Assigned task: Identify and pull out each line of the entries in which "hair" occurs.
Start of Material provided
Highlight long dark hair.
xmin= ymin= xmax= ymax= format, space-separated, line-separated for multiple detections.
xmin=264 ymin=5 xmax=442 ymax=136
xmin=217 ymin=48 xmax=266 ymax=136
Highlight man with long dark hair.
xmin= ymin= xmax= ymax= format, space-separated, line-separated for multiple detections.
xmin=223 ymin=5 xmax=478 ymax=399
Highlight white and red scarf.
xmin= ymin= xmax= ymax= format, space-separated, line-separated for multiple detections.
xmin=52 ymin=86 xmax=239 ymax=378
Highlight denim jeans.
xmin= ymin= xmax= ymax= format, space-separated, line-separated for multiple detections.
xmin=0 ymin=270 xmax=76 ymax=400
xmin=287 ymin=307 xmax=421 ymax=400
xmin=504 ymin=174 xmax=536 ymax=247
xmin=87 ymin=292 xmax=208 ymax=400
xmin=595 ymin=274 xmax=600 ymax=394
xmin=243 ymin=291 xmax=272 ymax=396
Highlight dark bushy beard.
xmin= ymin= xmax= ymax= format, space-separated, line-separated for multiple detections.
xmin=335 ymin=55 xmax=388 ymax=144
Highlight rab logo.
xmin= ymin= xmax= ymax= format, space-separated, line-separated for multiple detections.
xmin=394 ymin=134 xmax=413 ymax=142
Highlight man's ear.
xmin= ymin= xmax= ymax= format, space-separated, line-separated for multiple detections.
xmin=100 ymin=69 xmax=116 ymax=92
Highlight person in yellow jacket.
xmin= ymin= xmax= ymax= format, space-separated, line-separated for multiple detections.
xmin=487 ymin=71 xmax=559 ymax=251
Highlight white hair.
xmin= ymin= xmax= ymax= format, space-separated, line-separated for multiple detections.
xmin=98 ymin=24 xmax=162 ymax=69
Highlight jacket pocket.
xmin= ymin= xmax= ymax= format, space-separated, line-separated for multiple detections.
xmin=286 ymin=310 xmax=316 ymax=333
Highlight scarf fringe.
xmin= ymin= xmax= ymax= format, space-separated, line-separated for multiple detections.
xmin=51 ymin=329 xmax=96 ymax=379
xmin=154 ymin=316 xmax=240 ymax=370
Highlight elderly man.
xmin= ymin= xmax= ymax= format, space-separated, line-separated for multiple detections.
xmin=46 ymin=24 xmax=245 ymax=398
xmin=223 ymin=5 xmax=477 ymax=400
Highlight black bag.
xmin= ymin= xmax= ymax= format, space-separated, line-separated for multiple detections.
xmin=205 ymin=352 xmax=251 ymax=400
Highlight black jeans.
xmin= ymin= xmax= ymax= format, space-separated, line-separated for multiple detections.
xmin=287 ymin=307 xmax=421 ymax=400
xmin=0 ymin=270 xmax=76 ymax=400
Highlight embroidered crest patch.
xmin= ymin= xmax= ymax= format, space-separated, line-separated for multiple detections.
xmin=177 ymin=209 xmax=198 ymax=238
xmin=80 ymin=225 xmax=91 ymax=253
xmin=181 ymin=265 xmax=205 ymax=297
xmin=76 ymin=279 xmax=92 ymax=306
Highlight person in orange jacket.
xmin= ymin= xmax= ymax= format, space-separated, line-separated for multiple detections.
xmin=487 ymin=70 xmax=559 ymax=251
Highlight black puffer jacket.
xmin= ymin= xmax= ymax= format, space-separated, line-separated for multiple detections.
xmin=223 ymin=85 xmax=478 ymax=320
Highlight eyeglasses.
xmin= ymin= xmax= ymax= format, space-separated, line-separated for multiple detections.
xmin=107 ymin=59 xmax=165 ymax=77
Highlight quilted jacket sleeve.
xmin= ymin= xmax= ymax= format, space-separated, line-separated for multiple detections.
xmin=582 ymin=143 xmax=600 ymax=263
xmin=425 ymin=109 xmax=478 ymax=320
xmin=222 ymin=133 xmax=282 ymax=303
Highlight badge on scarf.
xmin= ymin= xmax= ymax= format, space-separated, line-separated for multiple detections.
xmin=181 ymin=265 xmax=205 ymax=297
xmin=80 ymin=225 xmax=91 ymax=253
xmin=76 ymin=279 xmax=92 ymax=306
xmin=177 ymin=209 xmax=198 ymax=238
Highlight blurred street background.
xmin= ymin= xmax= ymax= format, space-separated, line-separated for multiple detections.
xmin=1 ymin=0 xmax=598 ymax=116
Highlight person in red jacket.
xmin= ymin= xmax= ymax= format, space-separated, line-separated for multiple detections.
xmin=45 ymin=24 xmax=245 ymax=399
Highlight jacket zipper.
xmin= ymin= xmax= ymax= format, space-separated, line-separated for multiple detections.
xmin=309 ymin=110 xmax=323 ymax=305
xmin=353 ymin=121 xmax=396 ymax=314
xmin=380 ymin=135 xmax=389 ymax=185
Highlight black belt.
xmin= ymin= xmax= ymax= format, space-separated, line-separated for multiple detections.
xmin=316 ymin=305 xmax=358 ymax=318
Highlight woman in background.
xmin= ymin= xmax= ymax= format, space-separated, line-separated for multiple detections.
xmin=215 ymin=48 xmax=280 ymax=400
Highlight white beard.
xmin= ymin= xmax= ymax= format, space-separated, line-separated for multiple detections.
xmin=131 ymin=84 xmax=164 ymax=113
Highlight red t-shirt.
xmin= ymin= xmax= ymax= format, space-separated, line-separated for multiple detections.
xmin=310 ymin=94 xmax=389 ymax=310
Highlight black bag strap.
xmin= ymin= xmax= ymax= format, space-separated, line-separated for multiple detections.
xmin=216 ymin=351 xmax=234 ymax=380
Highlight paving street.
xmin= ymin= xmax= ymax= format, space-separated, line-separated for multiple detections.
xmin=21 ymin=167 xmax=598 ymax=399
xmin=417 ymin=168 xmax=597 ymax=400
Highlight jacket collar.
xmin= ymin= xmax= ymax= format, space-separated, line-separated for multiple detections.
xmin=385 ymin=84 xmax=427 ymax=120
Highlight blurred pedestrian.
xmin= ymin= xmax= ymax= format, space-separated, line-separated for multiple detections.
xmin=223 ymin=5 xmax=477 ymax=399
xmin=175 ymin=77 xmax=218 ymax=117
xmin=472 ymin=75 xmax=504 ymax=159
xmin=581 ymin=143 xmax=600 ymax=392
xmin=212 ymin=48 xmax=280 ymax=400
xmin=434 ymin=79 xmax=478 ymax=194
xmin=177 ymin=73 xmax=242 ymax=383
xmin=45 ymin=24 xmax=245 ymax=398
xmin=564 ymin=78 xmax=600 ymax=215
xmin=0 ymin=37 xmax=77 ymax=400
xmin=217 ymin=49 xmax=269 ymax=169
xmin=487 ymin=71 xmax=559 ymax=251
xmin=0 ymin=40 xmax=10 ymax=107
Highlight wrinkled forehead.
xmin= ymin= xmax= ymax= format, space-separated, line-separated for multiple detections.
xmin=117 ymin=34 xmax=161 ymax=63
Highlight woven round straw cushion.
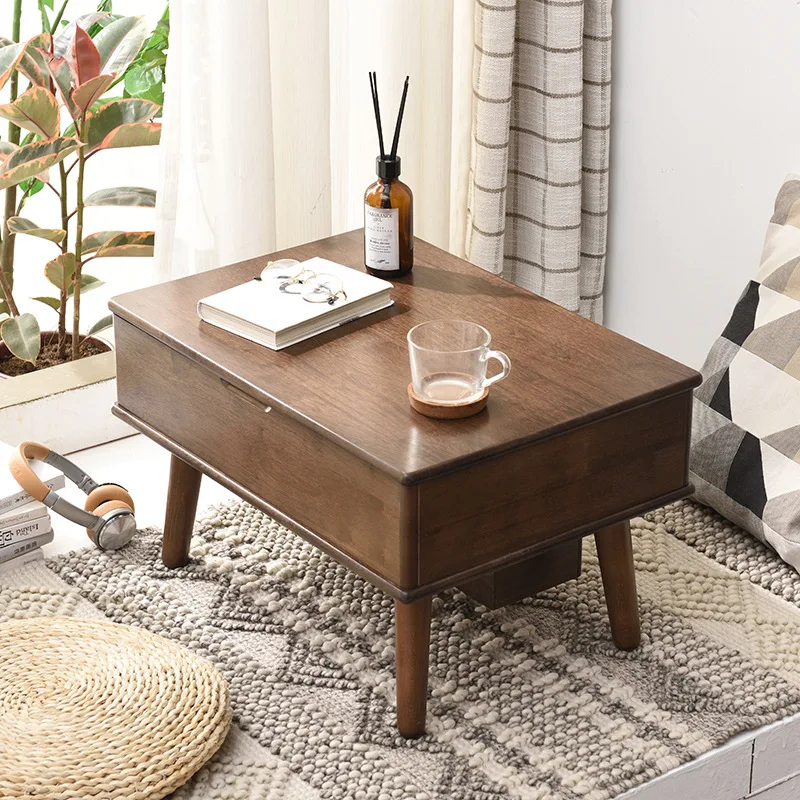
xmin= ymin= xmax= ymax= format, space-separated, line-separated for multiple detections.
xmin=0 ymin=617 xmax=231 ymax=799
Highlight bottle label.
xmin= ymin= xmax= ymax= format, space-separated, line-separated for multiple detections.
xmin=364 ymin=205 xmax=399 ymax=270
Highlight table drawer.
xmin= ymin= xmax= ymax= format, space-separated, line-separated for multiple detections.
xmin=114 ymin=318 xmax=412 ymax=588
xmin=417 ymin=391 xmax=692 ymax=585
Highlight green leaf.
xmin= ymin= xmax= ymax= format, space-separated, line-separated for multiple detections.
xmin=122 ymin=62 xmax=163 ymax=107
xmin=88 ymin=314 xmax=113 ymax=335
xmin=94 ymin=16 xmax=148 ymax=76
xmin=18 ymin=178 xmax=45 ymax=203
xmin=53 ymin=13 xmax=110 ymax=60
xmin=81 ymin=229 xmax=123 ymax=254
xmin=68 ymin=273 xmax=104 ymax=297
xmin=0 ymin=137 xmax=80 ymax=191
xmin=0 ymin=299 xmax=8 ymax=317
xmin=32 ymin=295 xmax=61 ymax=311
xmin=8 ymin=217 xmax=66 ymax=243
xmin=0 ymin=86 xmax=60 ymax=139
xmin=72 ymin=25 xmax=101 ymax=85
xmin=84 ymin=187 xmax=155 ymax=207
xmin=85 ymin=98 xmax=158 ymax=151
xmin=1 ymin=314 xmax=41 ymax=363
xmin=72 ymin=73 xmax=115 ymax=114
xmin=45 ymin=252 xmax=76 ymax=292
xmin=95 ymin=121 xmax=160 ymax=150
xmin=95 ymin=231 xmax=154 ymax=257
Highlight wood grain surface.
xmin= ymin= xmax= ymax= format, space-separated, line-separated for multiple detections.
xmin=110 ymin=230 xmax=701 ymax=485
End of Material provided
Answer to the problem:
Highlight long dark hair.
Highlight man with long dark hair.
Highlight white hair.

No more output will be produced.